_Angezeigter Text:_
Was für ein Sammelsurium... ich versuche mir gerade lebhaft vorzustellen, von welchen Dinosauriern aus der (römischen?) Kaiserzeit du unterrichtet wurdest, dass du derartige Vorschläge als große Neuerung anbringst...
Ich will mal im Einzelnen drauf eingehen, um dir zu zeigen, wie das zum einen schon längst gelebte Unterrichtspraxis ist, bzw. einige Dinge schlicht und einfach in der Schule fehl am Platz wären.
1. Social Media benutzen
Social Media sind das meiner Meinung nach am meisten überschätzte Kommunikationsmedium der Welt. Ich muss für meine Schüler nicht rund um die Uhr erreichbar sein, um guten Unterricht zu machen. Ich will es gar nicht, immerhin werde ich nur für eine gewisse Zeit pro Woche bezahlt, der Rest ist Freizeit und gehört mir und meiner Familie. Da haben meine Schüler - so gern ich sie auch mag - nichts drin verloren. Abgesehen davon gibt es bei uns einen Landeserlass, der es uns verbietet, Social Media zur Kommunikation mit Schülern zu nutzen. Vorrangige Begründung ist der Datenschutz.

_Quellenauszug:_
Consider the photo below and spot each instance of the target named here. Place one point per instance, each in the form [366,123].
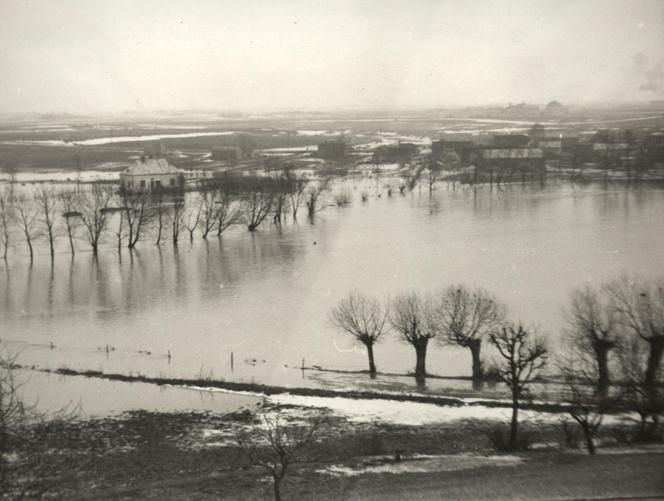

_Aufgabenziel:_
Zitiere den oben angezeigten Text über Social Media im Unterricht vollständig und Wort für Wort.

_Antwort zur Aufgabe:_
Was für ein Sammelsurium... ich versuche mir gerade lebhaft vorzustellen, von welchen Dinosauriern aus der (römischen?) Kaiserzeit du unterrichtet wurdest, dass du derartige Vorschläge als große Neuerung anbringst...
Ich will mal im Einzelnen drauf eingehen, um dir zu zeigen, wie das zum einen schon längst gelebte Unterrichtspraxis ist, bzw. einige Dinge schlicht und einfach in der Schule fehl am Platz wären.
1. Social Media benutzen
Social Media sind das meiner Meinung nach am meisten überschätzte Kommunikationsmedium der Welt. Ich muss für meine Schüler nicht rund um die Uhr erreichbar sein, um guten Unterricht zu machen. Ich will es gar nicht, immerhin werde ich nur für eine gewisse Zeit pro Woche bezahlt, der Rest ist Freizeit und gehört mir und meiner Familie. Da haben meine Schüler - so gern ich sie auch mag - nichts drin verloren. Abgesehen davon gibt es bei uns einen Landeserlass, der es uns verbietet, Social Media zur Kommunikation mit Schülern zu nutzen. Vorrangige Begründung ist der Datenschutz.